Provided text
◇ ◇ ◇ ◇

Tensok sits back watching the whole scene unfold, quite amused. This little alliance was shorter lived than he thought. He finnishes his ale, then quietly slips out while those two have their quarral.


----------



## Albedo (Sep 2, 2005)

Albedo strikes Rose back, sending her flying to the floor. "You know, I actually had considered such things before I left. But I refuse to be a tool. It is my job to determine whether or not your "high and mighty" Jo'karr is using me for some act of good, or just as another method to complete his will. I do not recomend striking me again Rose. You do not know me well enough to judge. Besides, Endovior is the only one who can put any of our plans into action anyways. My job was to figure out a way to stop U-DO and I have formulated my theory. Until the time to perform the deed is here, I can do whatever I wish." With that, Albedo and his son continue their journey to find Shara, leaving a stunned Rose behind.


----------



## Jochannan (Sep 2, 2005)

_Rose stands.  The hatred radiating off of her is palpable, tangible.  

"He's as bad as U-Do!  If I didn't have orders to work with him..."  The motions she makes with her fists clearly illustrates her intent.  She wipes the blood off her lip.  

"Its no wonder, he knows nothing of the divine, of their power and presence.  He has never known, none of you do.  We Angels, we live with them, we worship them in their presence, we know them, and we have never dissobeyed them."

She turns to Endovior.

"You, my lord, you are the only hope we have.  For the blasphemers and heretics will never be able to accomplish anything.  I stand with you, m'lord."

She bows in reverence._


----------



## Jochannan (Sep 2, 2005)

_Rose departs the company of the alliance.  When outside the palace, she clicks a button on her arm armor and the seven rings descend from the sky and emit a flash of light.  She dissapears, and the rings ascend to the doubtlessly waiting battleship in the sky.  

On board the 'Grace', the council of Archangels meets.

Rose: "This is a waste of time.  We are once again forced to rely on our gods, who will doublessly do what they will no matter what we say.  That, wretched, blaspheming heretic insults our lord and presumes to demand his council at the same time.  He demands that Joxandar conform to HIS time-table!  And he shows no reverence for the trust and holiness of the task our lord set before him.  He shows no appreciation for alerting that heretic of the impending doom."

Davion: "We should have hunted him down decades ago, and magically imprisioned his soul."

Jochannan: "Rose, why is your lip bloody?"

Rose: "Cheap shot, if I ever see him again I'll make him pay for it."

Jochannan: "You will move against the enemies of our lord when, and ONLY when, our lord commands it."

Ursula: "Jo'Karr entrusted Albedo with this for a reason, we must trust his judgment.  Our lord knew full well the arrogance and folly of Albedo, and yet he has not made a move against him since Alexandra humbled him."

Rose: "Our lord has bigger concerns than one fool titan.  We should humble him again."

Jochannan: "You have played your part in this Rose, I will attend this task now."

◇ ◇ ◇ ◇

Data
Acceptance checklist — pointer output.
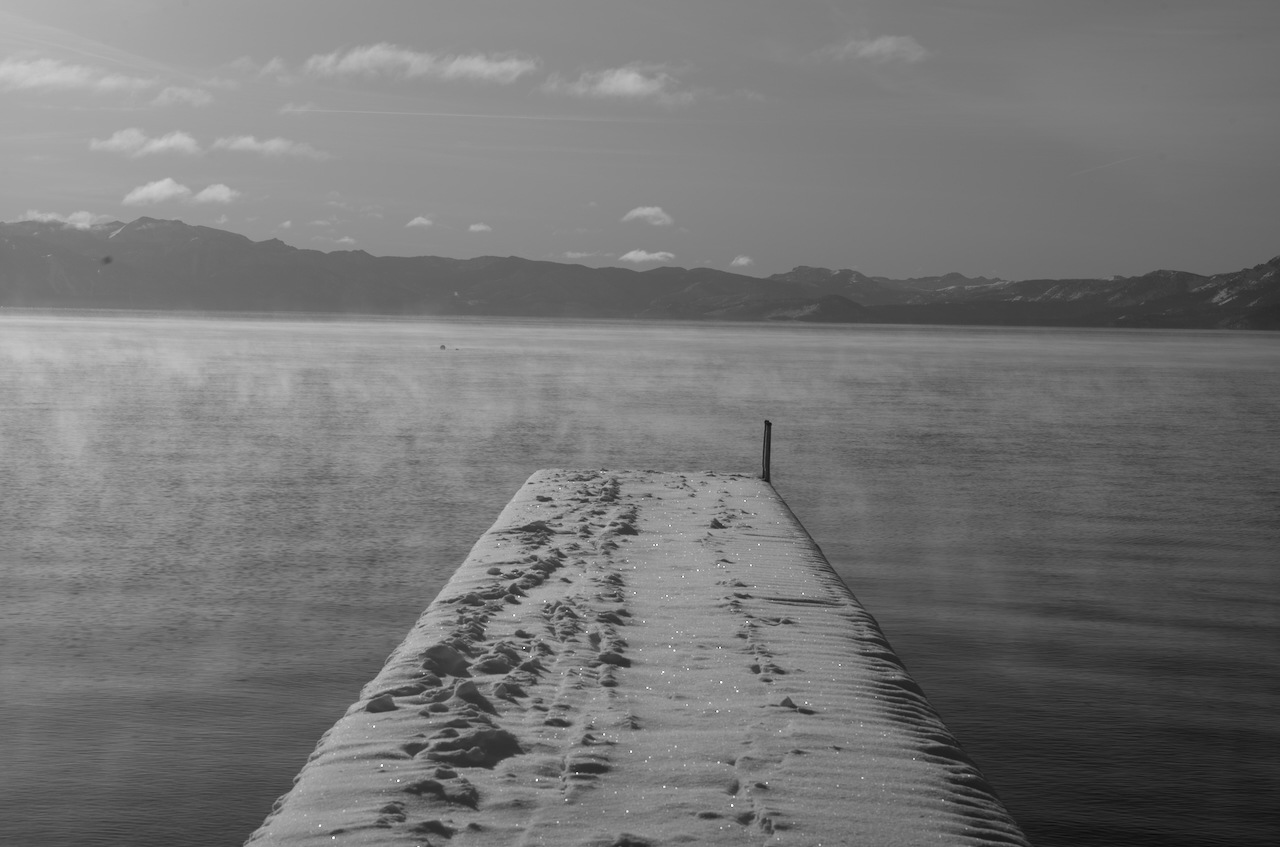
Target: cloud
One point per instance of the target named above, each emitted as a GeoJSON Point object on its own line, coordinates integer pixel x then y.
{"type": "Point", "coordinates": [135, 143]}
{"type": "Point", "coordinates": [165, 189]}
{"type": "Point", "coordinates": [880, 49]}
{"type": "Point", "coordinates": [50, 74]}
{"type": "Point", "coordinates": [273, 68]}
{"type": "Point", "coordinates": [174, 95]}
{"type": "Point", "coordinates": [650, 215]}
{"type": "Point", "coordinates": [76, 220]}
{"type": "Point", "coordinates": [640, 256]}
{"type": "Point", "coordinates": [270, 147]}
{"type": "Point", "coordinates": [215, 193]}
{"type": "Point", "coordinates": [630, 82]}
{"type": "Point", "coordinates": [156, 192]}
{"type": "Point", "coordinates": [387, 59]}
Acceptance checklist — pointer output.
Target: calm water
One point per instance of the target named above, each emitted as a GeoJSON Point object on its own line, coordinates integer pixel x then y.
{"type": "Point", "coordinates": [213, 532]}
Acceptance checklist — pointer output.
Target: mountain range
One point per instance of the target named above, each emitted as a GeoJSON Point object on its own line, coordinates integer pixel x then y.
{"type": "Point", "coordinates": [151, 264]}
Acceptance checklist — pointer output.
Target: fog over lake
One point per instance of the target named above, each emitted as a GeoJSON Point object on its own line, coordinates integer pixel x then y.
{"type": "Point", "coordinates": [214, 531]}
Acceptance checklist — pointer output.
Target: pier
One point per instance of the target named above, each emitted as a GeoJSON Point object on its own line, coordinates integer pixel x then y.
{"type": "Point", "coordinates": [641, 658]}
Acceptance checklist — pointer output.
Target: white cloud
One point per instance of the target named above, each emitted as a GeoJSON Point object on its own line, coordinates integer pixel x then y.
{"type": "Point", "coordinates": [165, 189]}
{"type": "Point", "coordinates": [270, 147]}
{"type": "Point", "coordinates": [650, 215]}
{"type": "Point", "coordinates": [630, 82]}
{"type": "Point", "coordinates": [135, 143]}
{"type": "Point", "coordinates": [174, 95]}
{"type": "Point", "coordinates": [216, 193]}
{"type": "Point", "coordinates": [76, 220]}
{"type": "Point", "coordinates": [640, 256]}
{"type": "Point", "coordinates": [387, 59]}
{"type": "Point", "coordinates": [156, 192]}
{"type": "Point", "coordinates": [880, 49]}
{"type": "Point", "coordinates": [50, 74]}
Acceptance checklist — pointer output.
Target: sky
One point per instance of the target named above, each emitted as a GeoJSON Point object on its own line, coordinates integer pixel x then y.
{"type": "Point", "coordinates": [1011, 138]}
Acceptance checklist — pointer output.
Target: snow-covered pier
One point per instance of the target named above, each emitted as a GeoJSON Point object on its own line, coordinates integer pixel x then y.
{"type": "Point", "coordinates": [641, 658]}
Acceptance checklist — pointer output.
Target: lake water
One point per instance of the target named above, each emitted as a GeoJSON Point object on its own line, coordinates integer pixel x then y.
{"type": "Point", "coordinates": [214, 531]}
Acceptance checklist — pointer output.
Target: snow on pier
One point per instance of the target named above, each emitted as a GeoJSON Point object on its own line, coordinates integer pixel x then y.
{"type": "Point", "coordinates": [641, 658]}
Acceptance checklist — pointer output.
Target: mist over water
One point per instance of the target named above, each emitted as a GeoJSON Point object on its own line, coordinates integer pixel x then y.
{"type": "Point", "coordinates": [214, 531]}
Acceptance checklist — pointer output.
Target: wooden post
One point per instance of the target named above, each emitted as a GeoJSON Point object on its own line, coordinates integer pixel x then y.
{"type": "Point", "coordinates": [764, 459]}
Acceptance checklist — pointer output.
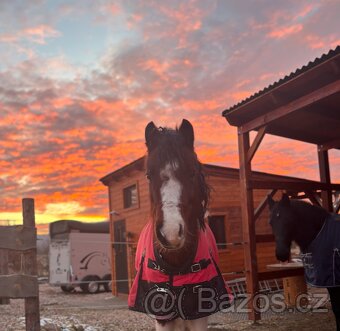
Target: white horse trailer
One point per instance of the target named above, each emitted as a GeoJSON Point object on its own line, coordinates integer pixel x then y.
{"type": "Point", "coordinates": [79, 255]}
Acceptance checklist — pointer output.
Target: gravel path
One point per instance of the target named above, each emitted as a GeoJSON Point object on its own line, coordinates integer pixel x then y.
{"type": "Point", "coordinates": [102, 312]}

◇ ◇ ◇ ◇

Required tasks
1. Reproduce the thread word for word, from "Tensok sits back" down to "have their quarral.".
2. Name everyone who speaks a line at the council meeting on board the 'Grace' in the thread.
Use only the thread to answer.

The results
1.
Tensok sits back watching the whole scene unfold, quite amused. This little alliance was shorter lived than he thought. He finnishes his ale, then quietly slips out while those two have their quarral.

2. Rose, Davion, Jochannan, Ursula